(Point-per-instance localization data)
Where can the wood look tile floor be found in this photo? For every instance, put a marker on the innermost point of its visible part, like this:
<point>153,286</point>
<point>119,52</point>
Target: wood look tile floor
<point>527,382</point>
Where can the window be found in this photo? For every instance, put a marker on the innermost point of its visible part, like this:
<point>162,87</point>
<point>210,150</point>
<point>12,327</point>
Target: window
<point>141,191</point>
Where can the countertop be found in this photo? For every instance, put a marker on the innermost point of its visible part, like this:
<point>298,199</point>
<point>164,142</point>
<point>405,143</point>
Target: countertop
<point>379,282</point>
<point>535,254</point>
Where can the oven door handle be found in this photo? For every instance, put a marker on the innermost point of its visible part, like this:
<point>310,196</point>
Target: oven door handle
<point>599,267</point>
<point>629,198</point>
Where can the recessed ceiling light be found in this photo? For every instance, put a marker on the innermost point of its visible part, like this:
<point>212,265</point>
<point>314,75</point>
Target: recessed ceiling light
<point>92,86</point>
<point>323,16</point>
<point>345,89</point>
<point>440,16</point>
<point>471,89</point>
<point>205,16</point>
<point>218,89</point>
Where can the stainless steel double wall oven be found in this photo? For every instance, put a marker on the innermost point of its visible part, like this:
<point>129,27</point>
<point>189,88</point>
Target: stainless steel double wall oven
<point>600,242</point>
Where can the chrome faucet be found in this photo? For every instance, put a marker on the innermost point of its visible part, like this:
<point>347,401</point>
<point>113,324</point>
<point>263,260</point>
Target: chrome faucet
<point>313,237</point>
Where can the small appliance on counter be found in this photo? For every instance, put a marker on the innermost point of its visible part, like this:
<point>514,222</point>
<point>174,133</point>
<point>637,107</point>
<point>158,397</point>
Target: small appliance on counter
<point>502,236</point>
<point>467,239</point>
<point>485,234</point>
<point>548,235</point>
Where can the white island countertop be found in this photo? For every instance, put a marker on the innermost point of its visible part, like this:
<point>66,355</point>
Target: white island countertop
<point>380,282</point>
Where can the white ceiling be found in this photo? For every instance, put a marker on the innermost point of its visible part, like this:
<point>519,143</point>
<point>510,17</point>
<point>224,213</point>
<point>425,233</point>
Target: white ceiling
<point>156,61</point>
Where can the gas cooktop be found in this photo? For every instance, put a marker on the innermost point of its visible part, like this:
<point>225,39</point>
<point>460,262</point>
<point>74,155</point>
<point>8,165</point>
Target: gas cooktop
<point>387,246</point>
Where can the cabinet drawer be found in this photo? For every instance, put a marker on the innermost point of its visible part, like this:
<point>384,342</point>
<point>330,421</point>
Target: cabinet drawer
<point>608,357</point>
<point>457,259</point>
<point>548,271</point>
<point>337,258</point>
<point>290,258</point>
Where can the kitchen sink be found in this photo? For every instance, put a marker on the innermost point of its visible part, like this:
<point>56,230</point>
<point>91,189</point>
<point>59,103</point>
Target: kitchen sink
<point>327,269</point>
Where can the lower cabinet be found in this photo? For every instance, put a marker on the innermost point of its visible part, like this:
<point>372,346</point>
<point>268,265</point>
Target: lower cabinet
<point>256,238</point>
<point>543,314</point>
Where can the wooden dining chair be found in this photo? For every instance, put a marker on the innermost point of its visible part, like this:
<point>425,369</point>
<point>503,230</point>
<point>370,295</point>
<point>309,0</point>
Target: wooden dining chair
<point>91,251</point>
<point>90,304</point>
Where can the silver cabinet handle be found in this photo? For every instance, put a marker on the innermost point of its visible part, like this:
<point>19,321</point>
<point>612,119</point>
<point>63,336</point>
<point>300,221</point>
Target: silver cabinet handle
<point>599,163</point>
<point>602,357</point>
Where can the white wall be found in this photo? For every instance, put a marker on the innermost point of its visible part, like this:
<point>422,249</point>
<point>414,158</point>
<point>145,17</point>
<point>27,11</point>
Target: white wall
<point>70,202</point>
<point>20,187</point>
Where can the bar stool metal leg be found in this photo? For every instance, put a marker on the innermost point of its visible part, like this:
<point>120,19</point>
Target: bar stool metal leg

Exercise details: Retype, exactly and in full, the lines above from the one containing "<point>225,39</point>" through the one containing "<point>384,342</point>".

Written answer:
<point>225,39</point>
<point>460,262</point>
<point>74,155</point>
<point>8,165</point>
Target: gas cooktop
<point>387,246</point>
Where can the cabinet drawer be found in this photo? For every instance, put a marker on the innermost point of its visible part, like this:
<point>384,342</point>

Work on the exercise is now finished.